▶ PROBLEM DESCRIPTION
Only one stretch of the records below should be repeated. It starts with the line containing "pixel 100 0" and goes on through the line containing "pixel 210 154", exactly as written.

• • • •

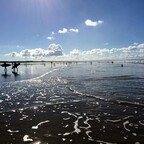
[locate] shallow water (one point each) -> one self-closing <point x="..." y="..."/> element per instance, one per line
<point x="77" y="103"/>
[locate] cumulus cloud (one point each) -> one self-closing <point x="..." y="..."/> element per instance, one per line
<point x="50" y="38"/>
<point x="53" y="50"/>
<point x="91" y="23"/>
<point x="133" y="51"/>
<point x="63" y="31"/>
<point x="74" y="30"/>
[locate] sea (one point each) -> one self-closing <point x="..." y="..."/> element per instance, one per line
<point x="98" y="102"/>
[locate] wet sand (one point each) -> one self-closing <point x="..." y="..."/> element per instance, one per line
<point x="77" y="122"/>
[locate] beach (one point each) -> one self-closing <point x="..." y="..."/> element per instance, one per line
<point x="88" y="103"/>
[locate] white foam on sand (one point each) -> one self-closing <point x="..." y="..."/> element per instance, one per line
<point x="36" y="127"/>
<point x="26" y="138"/>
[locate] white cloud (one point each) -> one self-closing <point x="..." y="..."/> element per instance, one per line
<point x="75" y="52"/>
<point x="63" y="31"/>
<point x="50" y="38"/>
<point x="55" y="52"/>
<point x="74" y="30"/>
<point x="52" y="33"/>
<point x="133" y="51"/>
<point x="89" y="22"/>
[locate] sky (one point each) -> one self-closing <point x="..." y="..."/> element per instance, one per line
<point x="71" y="29"/>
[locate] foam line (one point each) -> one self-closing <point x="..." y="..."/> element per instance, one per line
<point x="36" y="127"/>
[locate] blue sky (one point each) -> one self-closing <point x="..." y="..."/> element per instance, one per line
<point x="76" y="25"/>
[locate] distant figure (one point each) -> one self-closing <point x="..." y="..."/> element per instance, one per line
<point x="15" y="66"/>
<point x="5" y="65"/>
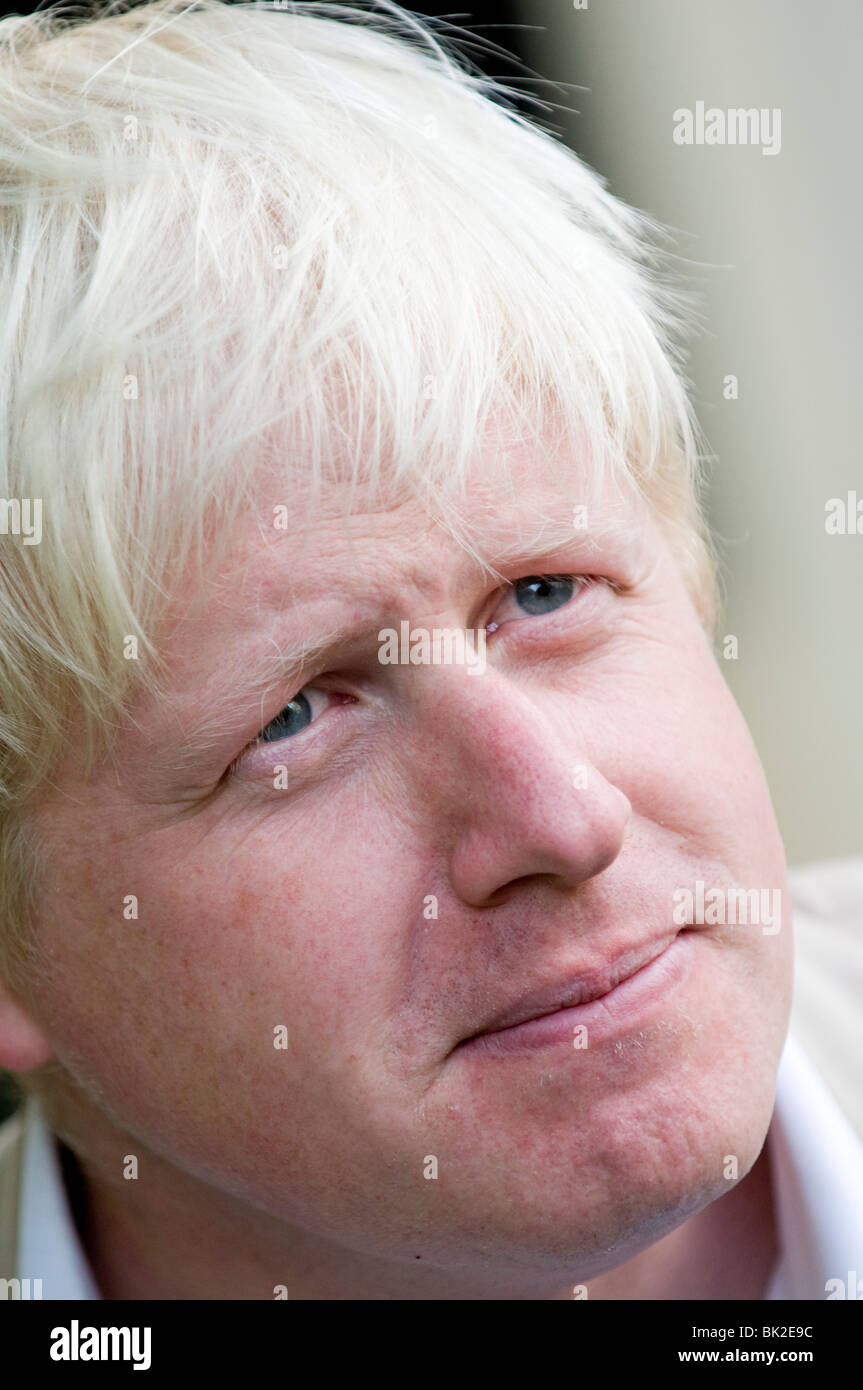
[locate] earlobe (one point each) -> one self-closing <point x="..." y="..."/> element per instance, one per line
<point x="24" y="1045"/>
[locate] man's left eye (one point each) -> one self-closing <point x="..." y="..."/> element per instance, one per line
<point x="539" y="594"/>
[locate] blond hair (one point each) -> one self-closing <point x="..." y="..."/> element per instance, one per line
<point x="303" y="228"/>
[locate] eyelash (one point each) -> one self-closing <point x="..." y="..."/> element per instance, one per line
<point x="581" y="583"/>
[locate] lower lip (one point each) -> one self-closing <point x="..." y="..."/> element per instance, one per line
<point x="623" y="1009"/>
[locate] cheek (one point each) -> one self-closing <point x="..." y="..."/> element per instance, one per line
<point x="238" y="948"/>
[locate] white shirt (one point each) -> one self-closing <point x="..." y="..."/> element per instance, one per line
<point x="815" y="1155"/>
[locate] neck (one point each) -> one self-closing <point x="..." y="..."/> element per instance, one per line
<point x="170" y="1236"/>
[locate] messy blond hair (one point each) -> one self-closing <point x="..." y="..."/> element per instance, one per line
<point x="306" y="228"/>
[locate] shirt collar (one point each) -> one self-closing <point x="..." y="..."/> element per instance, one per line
<point x="816" y="1162"/>
<point x="49" y="1247"/>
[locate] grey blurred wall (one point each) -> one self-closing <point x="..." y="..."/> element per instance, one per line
<point x="774" y="243"/>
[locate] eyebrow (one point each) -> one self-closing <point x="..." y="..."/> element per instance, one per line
<point x="277" y="667"/>
<point x="255" y="672"/>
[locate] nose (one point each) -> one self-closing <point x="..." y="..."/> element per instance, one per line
<point x="513" y="784"/>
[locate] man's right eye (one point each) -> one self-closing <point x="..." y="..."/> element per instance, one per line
<point x="296" y="716"/>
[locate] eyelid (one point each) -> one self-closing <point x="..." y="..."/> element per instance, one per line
<point x="277" y="747"/>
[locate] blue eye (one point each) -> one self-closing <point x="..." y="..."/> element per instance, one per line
<point x="296" y="716"/>
<point x="542" y="594"/>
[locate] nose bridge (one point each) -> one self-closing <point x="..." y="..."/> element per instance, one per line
<point x="517" y="795"/>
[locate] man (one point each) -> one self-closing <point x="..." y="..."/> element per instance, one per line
<point x="359" y="961"/>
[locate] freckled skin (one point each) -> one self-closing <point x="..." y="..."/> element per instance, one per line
<point x="303" y="906"/>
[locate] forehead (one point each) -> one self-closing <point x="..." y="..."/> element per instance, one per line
<point x="514" y="502"/>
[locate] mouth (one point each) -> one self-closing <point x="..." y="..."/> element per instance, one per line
<point x="594" y="1007"/>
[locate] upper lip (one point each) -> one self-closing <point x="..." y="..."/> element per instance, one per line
<point x="577" y="987"/>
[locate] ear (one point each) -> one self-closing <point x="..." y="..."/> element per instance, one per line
<point x="24" y="1045"/>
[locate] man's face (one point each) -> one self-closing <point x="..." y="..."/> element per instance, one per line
<point x="418" y="854"/>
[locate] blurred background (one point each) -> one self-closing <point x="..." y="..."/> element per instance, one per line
<point x="771" y="243"/>
<point x="767" y="235"/>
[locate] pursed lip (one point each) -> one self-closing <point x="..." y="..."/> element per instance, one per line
<point x="577" y="988"/>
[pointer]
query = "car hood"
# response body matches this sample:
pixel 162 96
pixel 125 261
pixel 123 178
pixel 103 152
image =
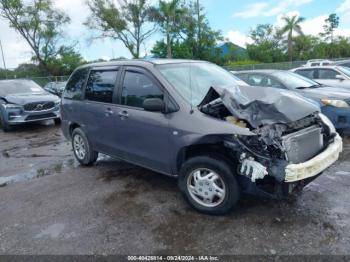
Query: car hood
pixel 22 99
pixel 262 106
pixel 326 92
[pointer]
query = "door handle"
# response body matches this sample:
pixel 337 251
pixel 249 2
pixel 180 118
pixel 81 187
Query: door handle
pixel 109 112
pixel 123 114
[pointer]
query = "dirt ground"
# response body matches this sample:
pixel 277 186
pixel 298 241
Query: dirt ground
pixel 51 205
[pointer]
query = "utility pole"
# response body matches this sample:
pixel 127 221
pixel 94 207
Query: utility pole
pixel 199 30
pixel 3 59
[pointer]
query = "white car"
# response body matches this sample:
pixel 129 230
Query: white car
pixel 335 76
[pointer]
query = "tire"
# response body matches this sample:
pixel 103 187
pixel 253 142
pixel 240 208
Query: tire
pixel 216 165
pixel 3 124
pixel 57 121
pixel 86 156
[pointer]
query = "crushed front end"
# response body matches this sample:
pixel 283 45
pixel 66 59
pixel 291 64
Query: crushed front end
pixel 284 153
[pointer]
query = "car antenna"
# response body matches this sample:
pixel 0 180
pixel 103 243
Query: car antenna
pixel 191 92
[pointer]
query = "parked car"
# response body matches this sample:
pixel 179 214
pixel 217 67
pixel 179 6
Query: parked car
pixel 55 88
pixel 188 119
pixel 337 76
pixel 334 102
pixel 318 62
pixel 345 63
pixel 23 101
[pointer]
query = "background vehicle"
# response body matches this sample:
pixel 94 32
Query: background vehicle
pixel 318 62
pixel 334 102
pixel 189 119
pixel 345 63
pixel 336 76
pixel 55 88
pixel 23 101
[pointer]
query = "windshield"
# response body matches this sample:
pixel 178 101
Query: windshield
pixel 295 81
pixel 193 80
pixel 9 87
pixel 344 70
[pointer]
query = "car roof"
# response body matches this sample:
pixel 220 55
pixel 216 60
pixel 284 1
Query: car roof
pixel 142 62
pixel 262 71
pixel 10 81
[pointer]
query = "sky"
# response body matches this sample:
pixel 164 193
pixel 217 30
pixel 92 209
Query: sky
pixel 233 18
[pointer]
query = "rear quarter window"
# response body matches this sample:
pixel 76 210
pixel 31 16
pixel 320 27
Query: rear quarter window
pixel 75 85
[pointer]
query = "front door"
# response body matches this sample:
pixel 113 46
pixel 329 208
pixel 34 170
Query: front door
pixel 100 112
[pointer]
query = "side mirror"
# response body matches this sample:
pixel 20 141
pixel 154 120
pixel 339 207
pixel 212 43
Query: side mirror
pixel 340 77
pixel 154 105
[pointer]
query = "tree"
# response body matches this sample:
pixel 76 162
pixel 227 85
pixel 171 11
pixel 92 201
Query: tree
pixel 169 18
pixel 38 23
pixel 331 23
pixel 291 24
pixel 125 22
pixel 266 46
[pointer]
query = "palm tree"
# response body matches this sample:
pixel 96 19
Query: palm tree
pixel 291 24
pixel 169 17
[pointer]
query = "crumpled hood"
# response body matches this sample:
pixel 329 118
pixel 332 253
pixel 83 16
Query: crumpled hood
pixel 22 99
pixel 262 106
pixel 327 92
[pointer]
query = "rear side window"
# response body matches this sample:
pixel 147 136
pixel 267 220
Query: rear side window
pixel 137 87
pixel 326 74
pixel 306 73
pixel 75 85
pixel 100 86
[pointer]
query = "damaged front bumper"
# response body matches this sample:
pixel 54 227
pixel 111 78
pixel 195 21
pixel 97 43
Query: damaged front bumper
pixel 316 165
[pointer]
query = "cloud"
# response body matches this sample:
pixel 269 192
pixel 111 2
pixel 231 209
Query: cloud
pixel 238 38
pixel 16 50
pixel 271 8
pixel 344 7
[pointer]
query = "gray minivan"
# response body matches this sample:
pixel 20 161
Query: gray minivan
pixel 189 119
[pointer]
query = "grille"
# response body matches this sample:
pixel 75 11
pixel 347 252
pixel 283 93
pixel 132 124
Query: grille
pixel 303 145
pixel 39 106
pixel 38 117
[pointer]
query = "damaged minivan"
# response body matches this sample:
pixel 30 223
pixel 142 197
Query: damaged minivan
pixel 190 119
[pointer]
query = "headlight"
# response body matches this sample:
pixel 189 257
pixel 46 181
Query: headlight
pixel 327 122
pixel 12 106
pixel 336 103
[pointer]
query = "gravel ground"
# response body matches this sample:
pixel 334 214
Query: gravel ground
pixel 51 205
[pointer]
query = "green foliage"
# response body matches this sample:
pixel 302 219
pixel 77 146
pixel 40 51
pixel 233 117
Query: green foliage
pixel 332 23
pixel 267 44
pixel 125 22
pixel 195 38
pixel 291 24
pixel 169 17
pixel 39 24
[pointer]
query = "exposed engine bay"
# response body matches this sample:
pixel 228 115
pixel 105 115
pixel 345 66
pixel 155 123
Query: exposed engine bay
pixel 284 135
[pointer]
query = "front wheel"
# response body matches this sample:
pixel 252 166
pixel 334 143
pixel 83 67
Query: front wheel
pixel 209 185
pixel 82 148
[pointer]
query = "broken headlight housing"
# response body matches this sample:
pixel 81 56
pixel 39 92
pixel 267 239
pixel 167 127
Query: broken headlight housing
pixel 328 123
pixel 335 103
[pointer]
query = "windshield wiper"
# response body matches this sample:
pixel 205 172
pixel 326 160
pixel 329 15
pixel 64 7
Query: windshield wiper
pixel 306 87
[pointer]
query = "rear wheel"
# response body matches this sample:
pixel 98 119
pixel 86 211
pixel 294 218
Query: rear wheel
pixel 3 123
pixel 82 148
pixel 209 185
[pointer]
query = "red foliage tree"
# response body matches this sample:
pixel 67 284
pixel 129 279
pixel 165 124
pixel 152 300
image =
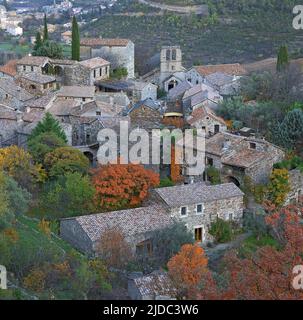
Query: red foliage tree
pixel 120 186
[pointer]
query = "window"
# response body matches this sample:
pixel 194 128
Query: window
pixel 199 209
pixel 199 234
pixel 183 211
pixel 252 145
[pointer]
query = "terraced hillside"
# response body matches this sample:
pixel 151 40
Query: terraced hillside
pixel 235 31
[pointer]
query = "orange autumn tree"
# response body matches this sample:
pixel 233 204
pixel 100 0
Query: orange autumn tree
pixel 266 274
pixel 175 168
pixel 120 186
pixel 188 268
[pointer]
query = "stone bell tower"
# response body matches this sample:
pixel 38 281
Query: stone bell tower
pixel 170 61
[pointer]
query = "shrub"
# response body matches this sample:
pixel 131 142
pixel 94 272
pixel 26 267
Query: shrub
pixel 222 231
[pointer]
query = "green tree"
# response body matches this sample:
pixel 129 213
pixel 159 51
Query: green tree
pixel 45 30
pixel 283 58
pixel 75 40
pixel 221 230
pixel 168 241
pixel 289 132
pixel 50 49
pixel 70 195
pixel 48 125
pixel 65 159
pixel 43 144
pixel 38 43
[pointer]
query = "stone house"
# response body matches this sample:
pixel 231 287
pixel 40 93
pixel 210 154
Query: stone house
pixel 201 94
pixel 13 95
pixel 37 83
pixel 204 118
pixel 233 69
pixel 66 37
pixel 9 70
pixel 145 114
pixel 119 52
pixel 296 186
pixel 237 156
pixel 154 286
pixel 99 69
pixel 136 225
pixel 136 90
pixel 198 205
pixel 78 93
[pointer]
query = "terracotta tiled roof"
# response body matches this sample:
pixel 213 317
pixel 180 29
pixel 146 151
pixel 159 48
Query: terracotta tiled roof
pixel 202 112
pixel 33 61
pixel 10 87
pixel 231 69
pixel 95 42
pixel 77 91
pixel 197 193
pixel 244 158
pixel 10 68
pixel 94 63
pixel 129 222
pixel 38 78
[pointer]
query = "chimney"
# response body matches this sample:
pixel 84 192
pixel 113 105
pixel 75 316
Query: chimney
pixel 226 144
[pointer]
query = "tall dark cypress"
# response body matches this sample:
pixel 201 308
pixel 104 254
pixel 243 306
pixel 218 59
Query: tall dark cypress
pixel 283 58
pixel 45 32
pixel 75 41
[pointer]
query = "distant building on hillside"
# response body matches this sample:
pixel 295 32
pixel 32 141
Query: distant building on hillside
pixel 119 52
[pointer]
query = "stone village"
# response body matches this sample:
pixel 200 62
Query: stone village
pixel 85 99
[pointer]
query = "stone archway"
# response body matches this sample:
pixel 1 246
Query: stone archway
pixel 234 180
pixel 89 155
pixel 172 84
pixel 58 71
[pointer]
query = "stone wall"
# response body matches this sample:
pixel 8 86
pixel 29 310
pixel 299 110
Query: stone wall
pixel 225 209
pixel 72 232
pixel 296 185
pixel 118 56
pixel 10 100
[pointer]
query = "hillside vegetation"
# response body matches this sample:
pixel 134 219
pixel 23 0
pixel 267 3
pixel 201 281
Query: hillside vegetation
pixel 235 31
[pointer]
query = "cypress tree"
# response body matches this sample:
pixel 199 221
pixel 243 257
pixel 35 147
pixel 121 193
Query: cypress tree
pixel 45 32
pixel 38 43
pixel 75 41
pixel 48 125
pixel 283 58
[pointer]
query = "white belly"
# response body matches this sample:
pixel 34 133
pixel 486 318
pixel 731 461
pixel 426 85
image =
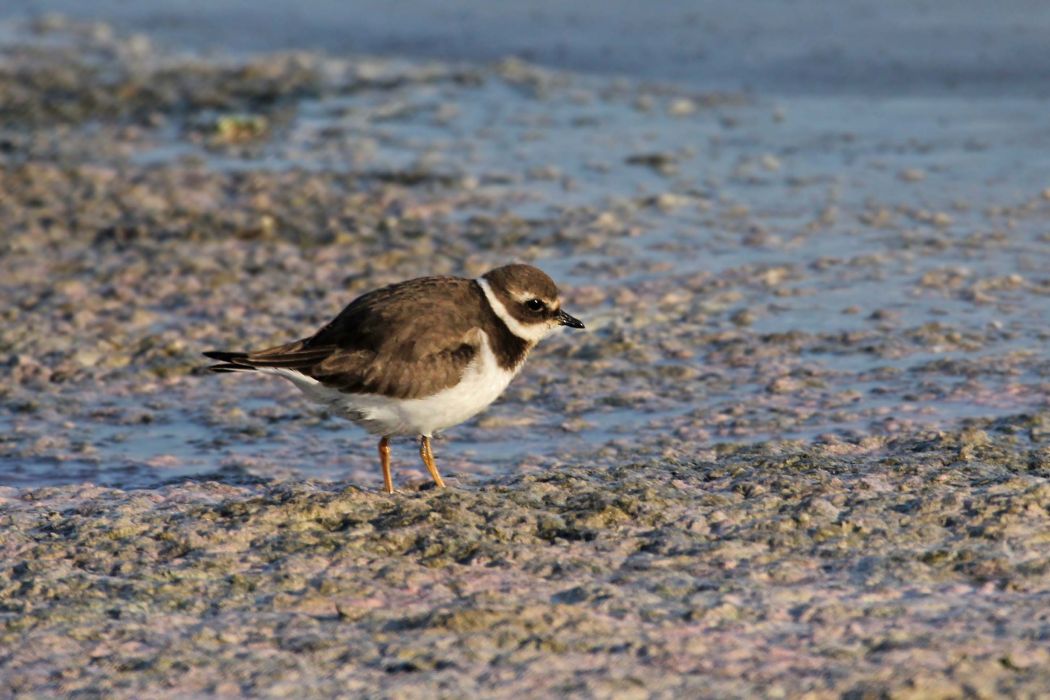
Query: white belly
pixel 483 381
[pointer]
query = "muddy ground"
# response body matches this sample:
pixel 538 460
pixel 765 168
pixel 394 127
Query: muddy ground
pixel 802 448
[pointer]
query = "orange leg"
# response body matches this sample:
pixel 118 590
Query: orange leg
pixel 384 459
pixel 424 451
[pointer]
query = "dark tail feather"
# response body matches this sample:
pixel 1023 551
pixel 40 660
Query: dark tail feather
pixel 231 361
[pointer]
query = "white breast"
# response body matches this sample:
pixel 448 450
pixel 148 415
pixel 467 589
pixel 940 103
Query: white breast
pixel 483 381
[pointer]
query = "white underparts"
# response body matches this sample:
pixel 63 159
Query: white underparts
pixel 531 333
pixel 483 381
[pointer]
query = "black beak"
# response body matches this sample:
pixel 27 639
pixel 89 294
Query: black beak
pixel 571 321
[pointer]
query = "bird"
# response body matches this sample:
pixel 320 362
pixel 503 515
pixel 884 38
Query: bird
pixel 420 356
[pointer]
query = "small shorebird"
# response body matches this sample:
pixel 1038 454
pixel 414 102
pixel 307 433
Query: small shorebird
pixel 419 356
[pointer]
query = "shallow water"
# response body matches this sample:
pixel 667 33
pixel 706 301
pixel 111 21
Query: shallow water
pixel 794 267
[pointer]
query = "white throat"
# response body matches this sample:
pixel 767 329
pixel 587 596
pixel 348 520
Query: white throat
pixel 532 333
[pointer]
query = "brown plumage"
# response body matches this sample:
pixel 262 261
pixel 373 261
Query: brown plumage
pixel 418 356
pixel 386 341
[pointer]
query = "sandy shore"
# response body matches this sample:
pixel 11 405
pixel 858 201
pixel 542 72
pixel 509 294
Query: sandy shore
pixel 914 569
pixel 802 450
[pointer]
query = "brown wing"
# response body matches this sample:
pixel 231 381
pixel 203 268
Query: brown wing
pixel 407 340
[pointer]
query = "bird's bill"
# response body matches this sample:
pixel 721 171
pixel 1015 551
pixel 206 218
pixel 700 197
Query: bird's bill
pixel 571 321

• • • •

▶ RESPONSE TO THIS TASK
pixel 100 0
Query: orange autumn tree
pixel 266 274
pixel 175 168
pixel 120 186
pixel 188 268
[pointer]
query = "stone bell tower"
# response body matches this sample:
pixel 38 281
Query: stone bell tower
pixel 170 61
[pointer]
query = "shrub"
# response body matches this sample:
pixel 131 142
pixel 94 272
pixel 26 267
Query: shrub
pixel 222 231
[pointer]
query = "green tree"
# response body matches this sample:
pixel 129 213
pixel 159 51
Query: green tree
pixel 45 30
pixel 283 58
pixel 75 40
pixel 221 230
pixel 168 241
pixel 289 132
pixel 50 49
pixel 70 195
pixel 48 125
pixel 65 159
pixel 43 144
pixel 38 43
[pointer]
query = "stone house"
# response body matches this sample:
pixel 231 287
pixel 40 93
pixel 210 154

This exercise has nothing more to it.